Directive
Set out the listing below as a Markdown table with the columns Row and Line, giving each nonblank line its own numbered row and leaving out the pictures.

Supplied records

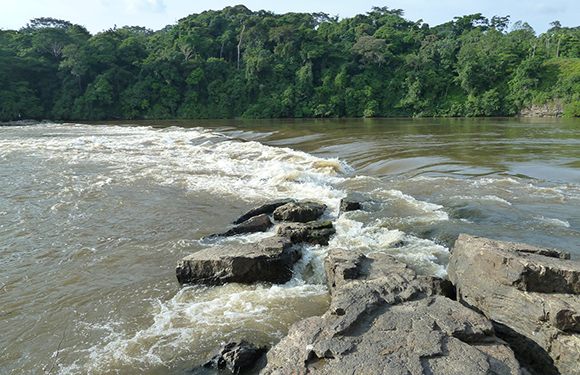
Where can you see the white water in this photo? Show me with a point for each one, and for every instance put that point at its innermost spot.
(94, 218)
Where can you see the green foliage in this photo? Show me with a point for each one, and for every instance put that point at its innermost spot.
(239, 63)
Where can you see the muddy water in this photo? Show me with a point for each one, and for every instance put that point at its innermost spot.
(93, 219)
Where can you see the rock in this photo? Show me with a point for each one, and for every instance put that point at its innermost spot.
(352, 202)
(385, 319)
(237, 357)
(269, 260)
(259, 223)
(314, 233)
(301, 212)
(267, 208)
(531, 295)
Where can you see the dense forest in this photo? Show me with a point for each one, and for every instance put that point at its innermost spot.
(237, 63)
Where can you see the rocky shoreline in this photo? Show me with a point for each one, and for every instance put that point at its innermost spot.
(507, 308)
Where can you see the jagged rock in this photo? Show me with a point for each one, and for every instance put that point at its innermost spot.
(385, 319)
(236, 357)
(269, 260)
(301, 212)
(530, 293)
(314, 233)
(260, 223)
(267, 208)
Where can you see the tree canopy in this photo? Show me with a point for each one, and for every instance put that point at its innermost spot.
(240, 63)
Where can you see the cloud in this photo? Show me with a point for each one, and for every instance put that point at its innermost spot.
(145, 6)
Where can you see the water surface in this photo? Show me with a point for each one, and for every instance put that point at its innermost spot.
(94, 217)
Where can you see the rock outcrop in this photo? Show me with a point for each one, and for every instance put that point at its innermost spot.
(314, 233)
(259, 223)
(531, 294)
(266, 208)
(299, 212)
(237, 357)
(269, 260)
(385, 319)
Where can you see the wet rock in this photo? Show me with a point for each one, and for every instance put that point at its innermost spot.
(269, 260)
(237, 357)
(314, 233)
(267, 208)
(531, 294)
(300, 212)
(385, 319)
(260, 223)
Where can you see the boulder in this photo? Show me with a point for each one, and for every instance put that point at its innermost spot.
(301, 212)
(237, 357)
(314, 233)
(260, 223)
(269, 260)
(531, 295)
(352, 202)
(267, 208)
(385, 319)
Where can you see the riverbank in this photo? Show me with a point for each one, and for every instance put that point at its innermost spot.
(507, 308)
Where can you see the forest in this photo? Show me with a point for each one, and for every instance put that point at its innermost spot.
(238, 63)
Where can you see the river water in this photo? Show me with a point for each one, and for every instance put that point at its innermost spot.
(94, 217)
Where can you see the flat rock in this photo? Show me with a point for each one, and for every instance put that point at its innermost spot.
(269, 260)
(260, 223)
(300, 212)
(385, 319)
(314, 233)
(266, 208)
(531, 298)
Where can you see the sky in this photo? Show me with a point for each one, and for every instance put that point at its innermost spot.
(99, 15)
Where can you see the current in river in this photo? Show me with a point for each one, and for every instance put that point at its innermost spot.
(94, 217)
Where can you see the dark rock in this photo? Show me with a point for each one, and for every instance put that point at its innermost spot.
(534, 297)
(314, 233)
(267, 208)
(237, 357)
(384, 319)
(269, 260)
(260, 223)
(301, 212)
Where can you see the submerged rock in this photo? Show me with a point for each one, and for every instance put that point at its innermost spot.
(385, 319)
(237, 357)
(314, 233)
(260, 223)
(269, 260)
(267, 208)
(531, 294)
(301, 212)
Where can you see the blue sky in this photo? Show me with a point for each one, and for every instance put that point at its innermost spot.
(98, 15)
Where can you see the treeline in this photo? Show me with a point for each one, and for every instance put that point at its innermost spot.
(239, 63)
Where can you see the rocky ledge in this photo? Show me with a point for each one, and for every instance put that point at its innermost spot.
(507, 308)
(269, 260)
(385, 319)
(530, 293)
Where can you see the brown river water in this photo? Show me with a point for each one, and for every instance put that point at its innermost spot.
(94, 217)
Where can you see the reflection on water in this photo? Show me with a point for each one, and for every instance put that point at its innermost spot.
(94, 217)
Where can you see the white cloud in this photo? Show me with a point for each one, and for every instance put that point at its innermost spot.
(145, 6)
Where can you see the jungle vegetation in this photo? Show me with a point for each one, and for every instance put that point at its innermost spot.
(238, 63)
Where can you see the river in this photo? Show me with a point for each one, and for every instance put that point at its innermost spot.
(94, 217)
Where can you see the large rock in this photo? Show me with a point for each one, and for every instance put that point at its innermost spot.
(301, 212)
(385, 319)
(237, 357)
(260, 223)
(530, 293)
(266, 208)
(314, 233)
(269, 260)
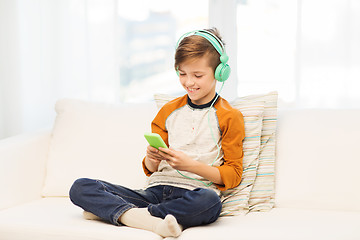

Solution to the problem
| Row | Line |
|---|---|
| 1 | Where can you see the white water in this photo? Show me with a point for each one, and for every instance put that point at its innermost spot. |
| 2 | (94, 218) |
| 3 | Where can you see the green foliage in this photo? Show me with a point for each one, and for every instance put that point at its innermost spot. |
| 4 | (239, 63) |
| 5 | Where can you see the muddy water in this photo? Show me with a point for each one, and for every instance put that point at its innermost spot. |
| 6 | (93, 219) |
| 7 | Where can you see the rock in this photo? Show me with a point for each one, and for every instance put that point at its innermost spot. |
| 8 | (352, 202) |
| 9 | (385, 319) |
| 10 | (237, 357) |
| 11 | (269, 260) |
| 12 | (259, 223) |
| 13 | (314, 233) |
| 14 | (301, 212) |
| 15 | (267, 208) |
| 16 | (531, 295) |
| 17 | Where can you see the dense forest in this photo? Show me with a point for each one, and for every instance put that point at its innermost spot. |
| 18 | (237, 63) |
| 19 | Where can you see the rocky shoreline in this photo? Show me with a point for each one, and for every instance put that point at its innermost spot. |
| 20 | (507, 308) |
| 21 | Where can you see the jagged rock in this photo? Show me with a point for each one, and for every instance put that point at its innermost spot. |
| 22 | (385, 319) |
| 23 | (236, 357) |
| 24 | (269, 260) |
| 25 | (301, 212) |
| 26 | (530, 293) |
| 27 | (314, 233) |
| 28 | (260, 223) |
| 29 | (267, 208) |
| 30 | Where can you see the tree canopy in this photo? Show me with a point for each one, and for every instance put that point at its innermost spot. |
| 31 | (240, 63) |
| 32 | Where can you see the cloud in this photo? Show me with a point for each one, and for every instance put that point at its innermost spot. |
| 33 | (145, 6) |
| 34 | Where can you see the water surface in this photo? Show me with a point for each one, and for every instance put that point at its innermost spot. |
| 35 | (94, 217) |
| 36 | Where can you see the rock outcrop in this photo? Show me with a point for each one, and for every instance put that point at its innermost spot. |
| 37 | (314, 233) |
| 38 | (259, 223) |
| 39 | (531, 294) |
| 40 | (266, 208) |
| 41 | (299, 212) |
| 42 | (237, 357) |
| 43 | (269, 260) |
| 44 | (385, 319) |
| 45 | Where can you see the wet rock in this photo? Show me with a point for each one, and for every instance put that point at its innermost spot. |
| 46 | (269, 260) |
| 47 | (237, 357) |
| 48 | (314, 233) |
| 49 | (267, 208) |
| 50 | (531, 294) |
| 51 | (300, 212) |
| 52 | (385, 319) |
| 53 | (260, 223) |
| 54 | Where can you see the boulder in this photo? Show me with a point for each one, and for every instance put that point at its innermost spot. |
| 55 | (301, 212) |
| 56 | (237, 357) |
| 57 | (314, 233) |
| 58 | (260, 223) |
| 59 | (269, 260) |
| 60 | (531, 295) |
| 61 | (352, 202) |
| 62 | (267, 208) |
| 63 | (385, 319) |
| 64 | Where can you see the riverbank in this photo? Show me with a point for each one, and for every instance put that point at its innermost spot. |
| 65 | (507, 308) |
| 66 | Where can you see the forest in this photo? Show me with a point for each one, and for every instance put that point at its innermost spot. |
| 67 | (238, 63) |
| 68 | Where can you see the river water in this photo? Show me with a point for each one, and for every instance put that point at its innermost spot. |
| 69 | (94, 217) |
| 70 | Where can you see the flat rock in this photo? Show me with a point for each one, and for every instance put that point at its innermost spot. |
| 71 | (269, 260) |
| 72 | (260, 223) |
| 73 | (300, 212) |
| 74 | (385, 319) |
| 75 | (314, 233) |
| 76 | (266, 208) |
| 77 | (531, 298) |
| 78 | Where can you see the sky in this photo? Show me with a point for each one, and for every instance put that point at its innermost spot. |
| 79 | (99, 15) |
| 80 | Where can you see the current in river in this photo? Show me with a point for each one, and for every instance put that point at its innermost spot. |
| 81 | (94, 217) |
| 82 | Where can you see the dark rock in this photo? Show me with a point for each one, and for every instance put that point at its innermost spot. |
| 83 | (534, 297) |
| 84 | (314, 233) |
| 85 | (267, 208) |
| 86 | (237, 357) |
| 87 | (384, 319) |
| 88 | (269, 260) |
| 89 | (260, 223) |
| 90 | (301, 212) |
| 91 | Where can you see the submerged rock in this photo? Show me with a point for each one, and for every instance put that point at its innermost spot. |
| 92 | (385, 319) |
| 93 | (237, 357) |
| 94 | (314, 233) |
| 95 | (260, 223) |
| 96 | (269, 260) |
| 97 | (267, 208) |
| 98 | (531, 294) |
| 99 | (301, 212) |
| 100 | Where can you see the blue sky in this photo? Show me with a point for each one, and for every instance put that point at its innermost spot. |
| 101 | (98, 15) |
| 102 | Where can you see the treeline in this photo? Show me with a point for each one, and for every instance put that point at its innermost spot. |
| 103 | (239, 63) |
| 104 | Where can you see the rocky ledge in this photo? Show me with a point for each one, and for every instance put that point at its innermost spot. |
| 105 | (507, 308) |
| 106 | (269, 260) |
| 107 | (385, 319) |
| 108 | (530, 293) |
| 109 | Where can you see the brown river water in this photo? Show me with a point for each one, and for every instance put that point at its innermost spot. |
| 110 | (94, 217) |
| 111 | Where can you see the reflection on water in this photo? Show me with a point for each one, and for every instance put that point at its innermost spot. |
| 112 | (94, 217) |
| 113 | Where can you see the white cloud in this photo? Show me with a point for each one, and for every instance put that point at its innermost spot. |
| 114 | (145, 6) |
| 115 | Where can you see the jungle vegetation in this photo? Show me with a point for each one, and for every instance put that point at its innermost spot. |
| 116 | (238, 63) |
| 117 | Where can you see the river in this photo? Show me with a point for each one, and for every instance put that point at its innermost spot. |
| 118 | (94, 217) |
| 119 | Where can you see the large rock in this photo? Show me with a point for each one, and for every instance put that point at its innermost spot. |
| 120 | (301, 212) |
| 121 | (385, 319) |
| 122 | (237, 357) |
| 123 | (260, 223) |
| 124 | (530, 293) |
| 125 | (266, 208) |
| 126 | (314, 233) |
| 127 | (269, 260) |